■ Document section ■
---+---

S&DS 659: Mathematics of Deep Learning

Description

The goal of this course is to provide an introduction to selected topics in deep learning theory. I will present a number of mathematical models and theoretical concepts that have emerged in recent years to understand neural networks.

Lectures: Wednesdays 4:00pm–5:50pm
Office Hours: Thursdays 4:00pm–5:00pm, Kline Tower 1049

Prerequesites: I will not assume specific background in machine learning, let alone neural networks. On the other hand, I will assume a degree of mathematical maturity, in particular in linear algebra, analysis, and probability theory (at the level of S&DS 241/541).

Assignments: Scribe one lecture during the semester. You will have to write a report on a research topic related to deep learning theory, and give a presentation at the end of the semester.

Handwritten notes (2025): Lecture 1 (Introduction), Lecture 2 (Uniform convergence), Lecture 3 (Implicit regularization), Lecture 4 (Benign overfitting), Lecture 5 (Lazy regime), Lecture 6 (Kernels), Lecture 7 (Mean field), Lecture 8 (abc parametrization), Lecture 9 (Multi-index models), Lecture 10 (Computational hardness), Lecture 11 (High-dim dynamics)

Course syllabus

Week 1: General Introduction
- Empirical risk minimization and the classical paradigm of statistical learning.
- Tractability via overparametrization, implicit bias.
- Universal approximation, Barron's theorem, uniform convergence.

Week 2: Generalization and Uniform Convergence
- Basics of uniform convergence theory.
- Norm-based uniform convergence for multilayer NNs.

Week 3: Implicit Bias
- Implicit bias of learning algorithms.
- Examples of mirror descent and steepest descent.

Week 4: Benign Overfitting/Double Descent
- Overfitting and double descent phenomena.
- Benign overfitting in linear regression, self-induced regularization.
- Inner-product kernels on the sphere.

Week 5: Lazy Regime and NTK
- Lazy training regime in optimization.
- Global convergence of two-layer NNs.
- Neural Tangent Kernel.

Week 6: Kernel Methods
- Background on kernel methods.
- Deterministic equivalents for ridge regression.
- Curse-of-dimensionality, learning lower bounds for linear methods.

Week 7: Mean-Field Description
- Infinite-width limits and mu parametrization.
- Mean-field theory for two-layer NNs: McKean–Vlasov PDE and Optimal transport formulations.
- Global convergence guarantees.

Week 8: Linear Methods vs Feature Selection vs Feature Learning
- Convex neural networks.
- Case study: multi-index functions.
- Staircase mechanism.

Week 9: Power and Limitations of Differentiable Learning
- Computational hardness of deep learning.
- Poly-time universality of SGD on NNs.

Week 10: High-dimensional Landscapes and Dynamics
- Landscape concentration.
- Dynamics on non-convex problems in high dimensions.

Week 11: Transformers, Attention, and In-Context Learning
- Transformer architecture, attention layer.
- In-context linear regression.

Week 12: Edge-of-Stability, Neural Scaling Laws, Emergence, and Beyond
- Review of a number of phenomena.
- Open ended discussions.

Week 13: In-class presentations + pizza

---+---

■ Material supplied ■
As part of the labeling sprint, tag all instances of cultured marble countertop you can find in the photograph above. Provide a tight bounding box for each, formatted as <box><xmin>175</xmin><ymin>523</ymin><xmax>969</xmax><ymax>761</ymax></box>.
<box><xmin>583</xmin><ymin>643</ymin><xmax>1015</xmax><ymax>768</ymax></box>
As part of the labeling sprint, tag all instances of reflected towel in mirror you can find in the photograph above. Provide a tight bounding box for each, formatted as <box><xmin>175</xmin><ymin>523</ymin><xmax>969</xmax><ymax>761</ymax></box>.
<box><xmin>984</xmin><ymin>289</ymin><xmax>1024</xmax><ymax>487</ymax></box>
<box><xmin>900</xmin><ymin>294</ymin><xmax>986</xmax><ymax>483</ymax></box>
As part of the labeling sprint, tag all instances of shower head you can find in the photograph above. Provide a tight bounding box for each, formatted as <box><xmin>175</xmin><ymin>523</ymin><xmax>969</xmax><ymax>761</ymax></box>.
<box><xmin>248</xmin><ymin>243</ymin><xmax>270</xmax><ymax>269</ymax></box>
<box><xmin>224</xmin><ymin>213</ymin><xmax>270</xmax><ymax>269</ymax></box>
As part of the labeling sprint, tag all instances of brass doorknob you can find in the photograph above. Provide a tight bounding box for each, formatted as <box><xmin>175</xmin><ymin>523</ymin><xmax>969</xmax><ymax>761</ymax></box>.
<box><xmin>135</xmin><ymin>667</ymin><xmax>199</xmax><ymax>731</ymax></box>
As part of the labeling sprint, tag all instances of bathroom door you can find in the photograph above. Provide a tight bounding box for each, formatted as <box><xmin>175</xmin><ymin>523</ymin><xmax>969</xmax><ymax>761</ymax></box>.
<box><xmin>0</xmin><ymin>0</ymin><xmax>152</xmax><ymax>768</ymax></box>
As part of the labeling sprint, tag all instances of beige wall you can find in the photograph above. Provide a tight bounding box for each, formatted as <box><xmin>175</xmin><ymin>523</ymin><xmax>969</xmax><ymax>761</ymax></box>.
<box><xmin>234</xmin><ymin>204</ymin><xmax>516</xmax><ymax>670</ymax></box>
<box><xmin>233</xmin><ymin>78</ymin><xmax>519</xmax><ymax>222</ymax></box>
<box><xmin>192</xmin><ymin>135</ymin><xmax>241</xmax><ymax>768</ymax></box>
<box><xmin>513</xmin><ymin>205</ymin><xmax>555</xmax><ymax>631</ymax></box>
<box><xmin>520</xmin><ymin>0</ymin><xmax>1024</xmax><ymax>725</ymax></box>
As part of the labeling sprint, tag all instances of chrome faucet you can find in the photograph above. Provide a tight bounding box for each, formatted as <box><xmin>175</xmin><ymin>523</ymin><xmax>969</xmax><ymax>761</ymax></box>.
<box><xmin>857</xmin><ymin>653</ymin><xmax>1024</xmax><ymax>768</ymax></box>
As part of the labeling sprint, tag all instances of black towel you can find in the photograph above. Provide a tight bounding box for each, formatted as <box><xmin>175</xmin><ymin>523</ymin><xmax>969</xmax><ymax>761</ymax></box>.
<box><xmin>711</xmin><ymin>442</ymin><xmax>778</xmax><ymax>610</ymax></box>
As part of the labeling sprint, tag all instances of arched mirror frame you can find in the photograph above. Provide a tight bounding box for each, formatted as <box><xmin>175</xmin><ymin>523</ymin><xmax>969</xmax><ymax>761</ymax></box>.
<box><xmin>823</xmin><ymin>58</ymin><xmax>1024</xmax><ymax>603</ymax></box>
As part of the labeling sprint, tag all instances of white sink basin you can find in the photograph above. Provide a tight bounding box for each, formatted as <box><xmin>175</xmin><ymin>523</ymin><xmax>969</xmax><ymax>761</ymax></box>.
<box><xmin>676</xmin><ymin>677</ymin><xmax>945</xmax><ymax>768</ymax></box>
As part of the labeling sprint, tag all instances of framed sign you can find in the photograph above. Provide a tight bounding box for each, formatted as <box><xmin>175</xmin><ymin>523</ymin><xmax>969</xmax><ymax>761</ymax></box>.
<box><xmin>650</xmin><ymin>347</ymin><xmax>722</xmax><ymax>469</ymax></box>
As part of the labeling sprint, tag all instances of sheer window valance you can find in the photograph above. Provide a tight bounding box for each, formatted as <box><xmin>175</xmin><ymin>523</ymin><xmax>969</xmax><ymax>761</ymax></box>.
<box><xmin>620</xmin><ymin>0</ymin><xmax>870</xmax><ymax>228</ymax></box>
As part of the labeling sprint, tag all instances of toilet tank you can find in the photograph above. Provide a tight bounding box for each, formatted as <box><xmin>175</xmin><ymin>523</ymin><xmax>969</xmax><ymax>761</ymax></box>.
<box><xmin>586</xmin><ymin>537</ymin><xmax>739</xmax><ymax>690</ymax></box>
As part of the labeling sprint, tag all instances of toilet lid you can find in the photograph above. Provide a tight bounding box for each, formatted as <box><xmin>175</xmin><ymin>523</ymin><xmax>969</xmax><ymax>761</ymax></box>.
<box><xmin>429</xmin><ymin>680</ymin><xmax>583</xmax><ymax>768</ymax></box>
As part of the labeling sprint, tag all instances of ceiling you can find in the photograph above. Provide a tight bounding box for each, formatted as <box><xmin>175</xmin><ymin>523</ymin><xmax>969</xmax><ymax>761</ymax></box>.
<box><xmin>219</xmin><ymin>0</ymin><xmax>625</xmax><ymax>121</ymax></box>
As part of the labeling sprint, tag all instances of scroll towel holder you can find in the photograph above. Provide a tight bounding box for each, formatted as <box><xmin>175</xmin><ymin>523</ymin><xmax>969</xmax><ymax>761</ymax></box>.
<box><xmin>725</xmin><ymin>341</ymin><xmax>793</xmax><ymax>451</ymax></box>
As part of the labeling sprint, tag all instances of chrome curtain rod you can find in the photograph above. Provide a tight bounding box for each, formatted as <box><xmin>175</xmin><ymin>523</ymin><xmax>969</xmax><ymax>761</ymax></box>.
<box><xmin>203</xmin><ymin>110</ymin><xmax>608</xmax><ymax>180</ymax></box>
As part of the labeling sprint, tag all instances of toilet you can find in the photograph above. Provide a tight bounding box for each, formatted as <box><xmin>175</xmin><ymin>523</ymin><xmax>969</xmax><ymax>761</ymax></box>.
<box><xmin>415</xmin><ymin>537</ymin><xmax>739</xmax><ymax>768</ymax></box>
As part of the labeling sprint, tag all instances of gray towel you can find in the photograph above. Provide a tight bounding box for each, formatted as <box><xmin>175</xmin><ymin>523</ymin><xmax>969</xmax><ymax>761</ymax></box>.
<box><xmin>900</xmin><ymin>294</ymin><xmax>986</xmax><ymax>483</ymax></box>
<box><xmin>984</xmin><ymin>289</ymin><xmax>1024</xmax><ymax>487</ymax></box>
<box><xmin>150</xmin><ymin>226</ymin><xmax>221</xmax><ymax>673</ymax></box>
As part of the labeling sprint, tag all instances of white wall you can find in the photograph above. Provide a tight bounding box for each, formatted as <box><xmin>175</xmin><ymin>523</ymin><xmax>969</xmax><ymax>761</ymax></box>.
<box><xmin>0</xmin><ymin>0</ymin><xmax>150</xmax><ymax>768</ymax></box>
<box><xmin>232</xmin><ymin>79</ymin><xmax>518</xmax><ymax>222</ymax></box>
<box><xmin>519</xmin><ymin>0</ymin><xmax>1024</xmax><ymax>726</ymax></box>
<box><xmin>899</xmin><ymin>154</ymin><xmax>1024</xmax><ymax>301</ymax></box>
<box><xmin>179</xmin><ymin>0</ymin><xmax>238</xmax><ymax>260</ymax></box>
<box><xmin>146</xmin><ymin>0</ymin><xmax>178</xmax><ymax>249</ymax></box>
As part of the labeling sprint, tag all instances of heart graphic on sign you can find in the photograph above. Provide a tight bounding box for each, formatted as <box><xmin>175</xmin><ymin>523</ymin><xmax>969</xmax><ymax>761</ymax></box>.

---+---

■ What this exercise asks ■
a: According to the course page, when and where are office hours held?
b: Write out the course page word for word from "- Examples of" to "of two-layer NNs.".
The items can be set aside; nothing here depends on them.

■ Responses to the tasks ■
a: Thursdays 4:00pm–5:00pm, in Kline Tower 1049.

b:
- Examples of mirror descent and steepest descent.

Week 4: Benign Overfitting/Double Descent
- Overfitting and double descent phenomena.
- Benign overfitting in linear regression, self-induced regularization.
- Inner-product kernels on the sphere.

Week 5: Lazy Regime and NTK
- Lazy training regime in optimization.
- Global convergence of two-layer NNs.